Moose defending calf attacks woman, dogs near Missoula

2013-05-25T06:55:00Z 2013-05-25T23:56:08Z Moose defending calf attacks woman, dogs near MissoulaBy GWEN FLORIO Missoulian The Billings Gazette
May 25, 2013 6:55 am  • 

MISSOULA — A moose that kicked a woman trying to save her dogs on Blue Mountain on Thursday night will not be put down, Montana Fish, Wildlife and Parks said Friday.

The moose was simply trying to protect her calf when the dogs attacked – and the woman was also trying to protect the moose by getting the dogs away from it, said FWP Sgt. Joe Jaquith.

The incident serves as a good reminder for people walking their dogs in wild areas this time of year, when animals are having their young, and are very protective as a result, Jaquith said. It’s best to either keep dogs leashed or under very close control, he said.

The woman, who was not named, was walking four or five dogs between 5 and 5:30 p.m. off the motorcycle trail on Blue Mountain near Missoula, he said.

“They stumbled into a moose cow and calf ... and the dogs got after the moose. She tried to wade in and get the dogs and ended up getting knocked down and kicked by the moose,” Jaquith said.

The woman was treated at a hospital, he said. “We’re glad she’s going to be all right,” he said.

The moose and her calf also appeared to be unharmed, he said. FWP workers went back to the area Thursday evening to check on them, and found the calf nursing.
------------------------------
BRIEF
Reproduce the full moose attack article word for word.

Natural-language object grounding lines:
------------------------------
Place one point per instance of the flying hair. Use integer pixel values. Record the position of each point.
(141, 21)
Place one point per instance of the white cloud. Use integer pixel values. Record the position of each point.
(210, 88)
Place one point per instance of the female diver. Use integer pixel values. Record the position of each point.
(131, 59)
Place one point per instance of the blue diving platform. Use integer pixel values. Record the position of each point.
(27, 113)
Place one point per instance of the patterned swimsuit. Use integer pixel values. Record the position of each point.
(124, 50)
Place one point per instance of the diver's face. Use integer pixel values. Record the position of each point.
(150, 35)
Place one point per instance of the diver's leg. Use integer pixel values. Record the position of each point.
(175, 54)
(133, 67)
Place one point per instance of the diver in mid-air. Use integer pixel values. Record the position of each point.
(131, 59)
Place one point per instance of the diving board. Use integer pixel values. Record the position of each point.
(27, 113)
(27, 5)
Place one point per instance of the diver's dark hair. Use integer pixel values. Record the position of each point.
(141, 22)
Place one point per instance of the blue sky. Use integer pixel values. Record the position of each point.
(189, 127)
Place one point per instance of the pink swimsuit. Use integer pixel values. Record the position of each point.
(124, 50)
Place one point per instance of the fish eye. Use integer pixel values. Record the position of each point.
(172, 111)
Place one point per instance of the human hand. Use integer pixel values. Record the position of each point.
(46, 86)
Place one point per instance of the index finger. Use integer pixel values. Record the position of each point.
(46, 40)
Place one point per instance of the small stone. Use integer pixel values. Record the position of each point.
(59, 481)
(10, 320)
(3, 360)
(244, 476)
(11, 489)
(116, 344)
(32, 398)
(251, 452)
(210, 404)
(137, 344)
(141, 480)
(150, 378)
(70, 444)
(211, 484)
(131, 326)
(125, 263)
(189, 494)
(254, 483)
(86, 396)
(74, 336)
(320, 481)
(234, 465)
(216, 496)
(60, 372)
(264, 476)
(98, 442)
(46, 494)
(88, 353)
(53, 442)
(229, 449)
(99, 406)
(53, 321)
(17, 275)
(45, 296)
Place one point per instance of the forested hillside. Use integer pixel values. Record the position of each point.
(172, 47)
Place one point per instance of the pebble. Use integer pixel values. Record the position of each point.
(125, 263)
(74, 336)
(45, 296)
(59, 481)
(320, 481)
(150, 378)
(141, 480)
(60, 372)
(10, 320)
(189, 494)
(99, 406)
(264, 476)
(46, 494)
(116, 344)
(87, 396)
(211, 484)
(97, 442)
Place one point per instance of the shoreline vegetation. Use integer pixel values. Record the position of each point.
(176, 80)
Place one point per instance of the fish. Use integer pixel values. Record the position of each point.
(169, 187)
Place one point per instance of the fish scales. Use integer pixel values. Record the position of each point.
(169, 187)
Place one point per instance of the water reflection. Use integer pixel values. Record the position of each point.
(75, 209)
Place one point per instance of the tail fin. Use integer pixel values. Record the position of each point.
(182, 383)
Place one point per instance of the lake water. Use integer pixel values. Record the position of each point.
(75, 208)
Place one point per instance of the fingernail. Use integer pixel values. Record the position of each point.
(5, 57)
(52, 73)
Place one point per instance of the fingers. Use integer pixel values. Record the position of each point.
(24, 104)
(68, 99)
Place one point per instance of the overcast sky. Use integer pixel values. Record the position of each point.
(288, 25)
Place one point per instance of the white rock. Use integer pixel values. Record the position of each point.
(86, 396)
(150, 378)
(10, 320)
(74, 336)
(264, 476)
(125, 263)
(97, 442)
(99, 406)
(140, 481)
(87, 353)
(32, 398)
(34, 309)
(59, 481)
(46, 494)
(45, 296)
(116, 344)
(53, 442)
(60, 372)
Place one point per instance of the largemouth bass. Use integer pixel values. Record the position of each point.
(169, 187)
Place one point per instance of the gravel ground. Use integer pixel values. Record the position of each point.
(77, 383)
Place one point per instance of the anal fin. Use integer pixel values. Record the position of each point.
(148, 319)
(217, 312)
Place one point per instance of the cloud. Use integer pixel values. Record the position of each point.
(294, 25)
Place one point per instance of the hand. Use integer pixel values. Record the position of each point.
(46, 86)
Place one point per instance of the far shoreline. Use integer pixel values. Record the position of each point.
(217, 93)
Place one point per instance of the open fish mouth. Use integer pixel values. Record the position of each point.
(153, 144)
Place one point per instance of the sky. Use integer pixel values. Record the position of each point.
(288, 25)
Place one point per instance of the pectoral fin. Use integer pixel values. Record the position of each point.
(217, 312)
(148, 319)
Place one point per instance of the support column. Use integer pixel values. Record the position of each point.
------------------------------
ANSWER BOX
Moose defending calf attacks woman, dogs near Missoula

2013-05-25T06:55:00Z 2013-05-25T23:56:08Z Moose defending calf attacks woman, dogs near MissoulaBy GWEN FLORIO Missoulian The Billings Gazette
May 25, 2013 6:55 am  • 

MISSOULA — A moose that kicked a woman trying to save her dogs on Blue Mountain on Thursday night will not be put down, Montana Fish, Wildlife and Parks said Friday.

The moose was simply trying to protect her calf when the dogs attacked – and the woman was also trying to protect the moose by getting the dogs away from it, said FWP Sgt. Joe Jaquith.

The incident serves as a good reminder for people walking their dogs in wild areas this time of year, when animals are having their young, and are very protective as a result, Jaquith said. It’s best to either keep dogs leashed or under very close control, he said.

The woman, who was not named, was walking four or five dogs between 5 and 5:30 p.m. off the motorcycle trail on Blue Mountain near Missoula, he said.

“They stumbled into a moose cow and calf ... and the dogs got after the moose. She tried to wade in and get the dogs and ended up getting knocked down and kicked by the moose,” Jaquith said.

The woman was treated at a hospital, he said. “We’re glad she’s going to be all right,” he said.

The moose and her calf also appeared to be unharmed, he said. FWP workers went back to the area Thursday evening to check on them, and found the calf nursing.